→ WHAT TO WORK ON
The market commentary says outsized GDP growth lies ahead. In one to three sentences, explain why the authors still expect underlying inflation pressures to stay muted.

→ DOCUMENT EXTRACT
Week ending 26th February 2021.

As you can see from the accompanying table, it wasn’t a particularly pretty week for global equity markets as the ‘topic du jour’ was whether inflation is about to go into hyper drive, following some strong US economic data and comments from a BoE policymaker.

Both US durable goods orders and US jobless claims came in much stronger than economists expected, while the Fed’s preferred inflation measure, the PCE (personal consumption expenditure) index, rose 0.3% in January, meaning both the headline and core PCE inflation now stands at 1.5%.

Additionally, deviating from his fellow BoE policymakers, Andy Haldane, the BoE’s chief economist said that he expects inflation will rise sharply once the economy reopens and sees a “tangible risk” that UK inflation will become difficult to tame.

As a result, financial markets are now starting to expect interest rates to be increased in both the US and the UK in the next year or so.

Although our decades of investment experience has taught us to keep an open mind, we currently don’t see any reasons to change our view – and while outsized economic growth has historically tended to result in inflation, regular readers of our commentaries will know that this time around we expect the playbook to look very different. This is because the outsized GDP growth we will see over the coming year simply reverses the sharp economic downturn we experienced as a result of the coronavirus lockdowns and as such, we believe the underlying inflation pressures will remain muted.

However, as we have previously stated, we expect headline inflation will rise sharply in the coming months thanks to the distorted oil price, coupled with the reversal of the VAT cuts given to the hospitality sector – but as these are transient pressures, we don’t expect to see a sustained above target 2% inflation rate.

Additionally, while we are positive on the prospect for the global economic recovery, we believe that the employment market could be scarred for several years (just as it was after the 2008/9 global financial crisis) – and as a result of this labour market slack, we believe demand and inflation pressures will remain sufficiently suppressed to ensure it is a long time before central banks will have to even think about considering increasing interest rates.  As such, we fully expect that this week’s equity market weakness will be quickly reversed.

Looking ahead to this week, our eyes will be focused on Rishi Sunak, the Chancellor of the Exchequer, as he delivers his Budget Statement on Wednesday (3 March 2021).  Data wise, of most interest to us will be the weekly US jobless claims data on Thursday (4 March 2021) and the US employment data (non-farm payrolls; unemployment rate; participation rate; and average earnings) on Friday.  Other data includes:  US ISM (Institute for Supply Management); Eurozone CPI inflation; and Chinese PMI.

→ INFORMATION SHOWN
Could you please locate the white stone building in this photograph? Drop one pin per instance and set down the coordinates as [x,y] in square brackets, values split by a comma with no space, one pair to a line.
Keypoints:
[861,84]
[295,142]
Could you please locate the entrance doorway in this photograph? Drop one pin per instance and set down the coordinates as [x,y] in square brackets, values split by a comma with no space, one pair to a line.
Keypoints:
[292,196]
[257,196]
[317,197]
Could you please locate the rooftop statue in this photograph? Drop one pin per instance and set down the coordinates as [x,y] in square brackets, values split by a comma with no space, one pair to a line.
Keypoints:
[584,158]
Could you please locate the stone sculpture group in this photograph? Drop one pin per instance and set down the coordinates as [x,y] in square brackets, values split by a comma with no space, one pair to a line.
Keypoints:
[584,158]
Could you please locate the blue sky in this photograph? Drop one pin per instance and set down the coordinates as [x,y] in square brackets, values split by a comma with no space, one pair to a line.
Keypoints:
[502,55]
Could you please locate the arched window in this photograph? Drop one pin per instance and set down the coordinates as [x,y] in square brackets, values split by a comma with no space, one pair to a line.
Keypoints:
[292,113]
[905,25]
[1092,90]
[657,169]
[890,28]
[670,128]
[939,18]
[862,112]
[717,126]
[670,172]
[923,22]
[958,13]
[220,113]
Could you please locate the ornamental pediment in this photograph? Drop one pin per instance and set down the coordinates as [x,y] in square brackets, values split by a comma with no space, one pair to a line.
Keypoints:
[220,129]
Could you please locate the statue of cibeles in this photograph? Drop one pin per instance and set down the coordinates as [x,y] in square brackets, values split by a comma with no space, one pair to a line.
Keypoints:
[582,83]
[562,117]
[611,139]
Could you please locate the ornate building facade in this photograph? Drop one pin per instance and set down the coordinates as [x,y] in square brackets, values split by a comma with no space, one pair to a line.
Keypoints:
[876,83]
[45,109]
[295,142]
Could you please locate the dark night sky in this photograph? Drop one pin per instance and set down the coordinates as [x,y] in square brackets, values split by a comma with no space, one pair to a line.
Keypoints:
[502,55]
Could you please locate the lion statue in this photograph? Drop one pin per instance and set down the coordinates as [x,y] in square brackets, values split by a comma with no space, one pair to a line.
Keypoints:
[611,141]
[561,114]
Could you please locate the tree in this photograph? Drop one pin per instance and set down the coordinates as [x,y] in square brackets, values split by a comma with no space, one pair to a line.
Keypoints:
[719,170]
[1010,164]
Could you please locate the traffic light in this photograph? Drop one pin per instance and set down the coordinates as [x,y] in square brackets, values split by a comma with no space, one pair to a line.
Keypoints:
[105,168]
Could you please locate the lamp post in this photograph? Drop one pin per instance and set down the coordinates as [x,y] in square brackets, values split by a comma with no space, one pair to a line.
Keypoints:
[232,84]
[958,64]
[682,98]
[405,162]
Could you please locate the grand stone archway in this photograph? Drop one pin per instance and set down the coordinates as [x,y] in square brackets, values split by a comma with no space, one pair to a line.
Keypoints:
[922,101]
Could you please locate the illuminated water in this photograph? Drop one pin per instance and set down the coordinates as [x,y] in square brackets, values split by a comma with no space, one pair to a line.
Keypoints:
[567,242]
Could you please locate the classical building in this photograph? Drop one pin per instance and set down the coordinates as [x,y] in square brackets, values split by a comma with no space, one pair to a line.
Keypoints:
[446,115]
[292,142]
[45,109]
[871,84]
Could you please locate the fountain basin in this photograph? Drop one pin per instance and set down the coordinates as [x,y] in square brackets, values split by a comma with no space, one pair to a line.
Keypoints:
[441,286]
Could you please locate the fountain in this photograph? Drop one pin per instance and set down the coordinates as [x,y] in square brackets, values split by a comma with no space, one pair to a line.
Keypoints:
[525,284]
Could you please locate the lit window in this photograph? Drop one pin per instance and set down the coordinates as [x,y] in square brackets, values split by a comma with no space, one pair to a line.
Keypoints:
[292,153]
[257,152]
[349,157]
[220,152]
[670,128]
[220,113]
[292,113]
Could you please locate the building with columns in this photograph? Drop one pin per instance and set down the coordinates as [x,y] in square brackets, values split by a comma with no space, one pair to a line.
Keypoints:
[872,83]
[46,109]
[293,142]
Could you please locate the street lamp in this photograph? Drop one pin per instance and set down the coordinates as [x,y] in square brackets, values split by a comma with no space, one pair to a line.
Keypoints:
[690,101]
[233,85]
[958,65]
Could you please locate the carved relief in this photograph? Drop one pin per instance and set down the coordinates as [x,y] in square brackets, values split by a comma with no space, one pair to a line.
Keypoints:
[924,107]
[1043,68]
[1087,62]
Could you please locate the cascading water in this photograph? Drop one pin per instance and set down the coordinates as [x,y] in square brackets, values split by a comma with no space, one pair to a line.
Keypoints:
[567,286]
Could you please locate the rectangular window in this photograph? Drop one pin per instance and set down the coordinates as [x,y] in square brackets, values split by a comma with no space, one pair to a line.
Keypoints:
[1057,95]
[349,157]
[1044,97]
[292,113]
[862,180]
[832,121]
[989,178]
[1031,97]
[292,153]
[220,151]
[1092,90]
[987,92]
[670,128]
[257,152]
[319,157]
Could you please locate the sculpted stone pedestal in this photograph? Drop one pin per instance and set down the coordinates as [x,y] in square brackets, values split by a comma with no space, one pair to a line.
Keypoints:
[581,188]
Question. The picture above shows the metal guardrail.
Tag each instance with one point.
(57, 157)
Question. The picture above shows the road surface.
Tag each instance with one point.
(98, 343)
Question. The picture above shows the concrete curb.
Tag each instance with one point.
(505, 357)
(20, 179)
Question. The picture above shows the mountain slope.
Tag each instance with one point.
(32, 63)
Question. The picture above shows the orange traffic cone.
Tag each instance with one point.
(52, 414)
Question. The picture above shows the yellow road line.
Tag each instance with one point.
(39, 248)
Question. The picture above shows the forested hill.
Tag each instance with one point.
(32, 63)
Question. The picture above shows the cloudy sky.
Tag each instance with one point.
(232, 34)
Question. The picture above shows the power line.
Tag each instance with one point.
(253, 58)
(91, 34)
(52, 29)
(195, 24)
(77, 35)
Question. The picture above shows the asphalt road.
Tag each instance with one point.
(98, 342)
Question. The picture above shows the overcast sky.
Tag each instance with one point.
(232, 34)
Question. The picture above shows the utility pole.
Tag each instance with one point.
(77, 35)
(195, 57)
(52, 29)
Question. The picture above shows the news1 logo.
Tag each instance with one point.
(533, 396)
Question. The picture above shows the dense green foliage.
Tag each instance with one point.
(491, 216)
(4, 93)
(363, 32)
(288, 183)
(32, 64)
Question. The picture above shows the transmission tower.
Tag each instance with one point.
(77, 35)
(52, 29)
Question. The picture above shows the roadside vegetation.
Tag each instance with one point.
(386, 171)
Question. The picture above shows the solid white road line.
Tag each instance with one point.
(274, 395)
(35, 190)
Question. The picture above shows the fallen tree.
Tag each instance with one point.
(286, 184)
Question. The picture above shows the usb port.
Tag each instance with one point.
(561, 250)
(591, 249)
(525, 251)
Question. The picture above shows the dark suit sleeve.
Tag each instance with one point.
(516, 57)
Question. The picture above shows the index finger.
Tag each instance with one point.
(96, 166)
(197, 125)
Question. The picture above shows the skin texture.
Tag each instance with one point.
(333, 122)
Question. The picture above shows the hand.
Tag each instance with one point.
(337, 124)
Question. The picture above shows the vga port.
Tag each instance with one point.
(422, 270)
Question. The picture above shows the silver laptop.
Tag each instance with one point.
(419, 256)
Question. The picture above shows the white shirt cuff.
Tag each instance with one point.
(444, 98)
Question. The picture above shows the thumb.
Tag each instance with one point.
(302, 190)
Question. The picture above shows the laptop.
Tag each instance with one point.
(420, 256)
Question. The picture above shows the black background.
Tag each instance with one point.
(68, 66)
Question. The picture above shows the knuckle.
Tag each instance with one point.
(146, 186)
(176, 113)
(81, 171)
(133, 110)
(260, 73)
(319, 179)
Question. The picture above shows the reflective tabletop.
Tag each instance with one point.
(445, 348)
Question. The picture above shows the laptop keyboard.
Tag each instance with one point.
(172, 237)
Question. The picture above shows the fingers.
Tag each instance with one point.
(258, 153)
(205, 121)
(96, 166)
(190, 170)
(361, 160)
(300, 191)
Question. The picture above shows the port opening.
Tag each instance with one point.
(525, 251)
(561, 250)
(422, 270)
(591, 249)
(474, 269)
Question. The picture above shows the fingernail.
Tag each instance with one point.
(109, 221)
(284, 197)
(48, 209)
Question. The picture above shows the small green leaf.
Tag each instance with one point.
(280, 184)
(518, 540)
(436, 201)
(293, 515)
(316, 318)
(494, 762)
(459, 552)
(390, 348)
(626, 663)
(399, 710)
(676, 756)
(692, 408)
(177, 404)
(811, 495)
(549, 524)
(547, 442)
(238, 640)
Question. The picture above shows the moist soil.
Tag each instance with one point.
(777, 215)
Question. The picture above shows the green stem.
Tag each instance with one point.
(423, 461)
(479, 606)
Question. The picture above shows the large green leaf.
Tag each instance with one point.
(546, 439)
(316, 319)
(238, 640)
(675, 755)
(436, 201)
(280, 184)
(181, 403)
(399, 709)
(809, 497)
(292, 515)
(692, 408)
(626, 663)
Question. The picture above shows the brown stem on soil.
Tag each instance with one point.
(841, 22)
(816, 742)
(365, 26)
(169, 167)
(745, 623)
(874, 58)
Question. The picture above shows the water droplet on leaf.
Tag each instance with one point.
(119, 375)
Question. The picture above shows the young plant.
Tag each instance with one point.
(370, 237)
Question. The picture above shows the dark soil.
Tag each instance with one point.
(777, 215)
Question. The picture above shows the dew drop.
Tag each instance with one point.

→ RESULT OF THE EXERCISE
The authors say the outsized GDP growth expected over the coming year only reverses the sharp economic downturn caused by the coronavirus lockdowns. For that reason they believe underlying inflation pressures will stay muted, even though outsized growth has historically tended to bring inflation.